PROBLEM STATEMENT
Update the data below by replacing each "Target" with "Label" and leaving every other part unchanged.

(Part of a data file)

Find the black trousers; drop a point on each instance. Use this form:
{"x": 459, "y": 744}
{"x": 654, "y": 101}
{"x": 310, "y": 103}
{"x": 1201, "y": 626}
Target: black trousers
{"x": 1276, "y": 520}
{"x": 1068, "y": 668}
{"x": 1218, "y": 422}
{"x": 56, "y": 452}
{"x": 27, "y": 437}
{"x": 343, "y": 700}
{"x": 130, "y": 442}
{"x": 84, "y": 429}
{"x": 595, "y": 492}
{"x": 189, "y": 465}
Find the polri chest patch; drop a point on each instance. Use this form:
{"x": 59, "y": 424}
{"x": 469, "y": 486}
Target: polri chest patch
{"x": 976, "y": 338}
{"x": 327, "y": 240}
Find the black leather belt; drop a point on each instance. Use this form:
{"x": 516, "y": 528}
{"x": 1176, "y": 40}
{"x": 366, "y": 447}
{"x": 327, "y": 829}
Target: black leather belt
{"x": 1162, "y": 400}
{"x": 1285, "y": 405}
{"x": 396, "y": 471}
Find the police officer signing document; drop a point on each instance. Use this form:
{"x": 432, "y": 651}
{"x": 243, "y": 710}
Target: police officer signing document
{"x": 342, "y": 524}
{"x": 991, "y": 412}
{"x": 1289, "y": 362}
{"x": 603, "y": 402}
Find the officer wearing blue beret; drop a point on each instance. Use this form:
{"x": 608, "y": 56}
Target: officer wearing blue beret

RESULT FOR THIS TASK
Find the black trousers; drop a point on each instance. Use this form:
{"x": 459, "y": 744}
{"x": 654, "y": 101}
{"x": 310, "y": 103}
{"x": 1201, "y": 626}
Label: black trousers
{"x": 1276, "y": 520}
{"x": 1068, "y": 668}
{"x": 1218, "y": 422}
{"x": 56, "y": 452}
{"x": 27, "y": 437}
{"x": 343, "y": 700}
{"x": 130, "y": 442}
{"x": 84, "y": 429}
{"x": 595, "y": 492}
{"x": 189, "y": 465}
Find the polri chest patch; drop a point on each instance. Use this form:
{"x": 59, "y": 424}
{"x": 469, "y": 486}
Label: polri chest patch
{"x": 976, "y": 338}
{"x": 327, "y": 240}
Find the black leather belt; drop a point on each instance. Use this form:
{"x": 516, "y": 528}
{"x": 1176, "y": 40}
{"x": 366, "y": 447}
{"x": 327, "y": 829}
Label: black leather belt
{"x": 1162, "y": 400}
{"x": 1285, "y": 405}
{"x": 396, "y": 471}
Find the police officer signing document; drop a point on each instance. Use this form:
{"x": 432, "y": 651}
{"x": 243, "y": 710}
Label: police officer signing document
{"x": 342, "y": 524}
{"x": 991, "y": 412}
{"x": 1289, "y": 362}
{"x": 603, "y": 402}
Find the officer wearing blue beret; drop a point on each instance. Use this form:
{"x": 608, "y": 56}
Label: officer wearing blue beret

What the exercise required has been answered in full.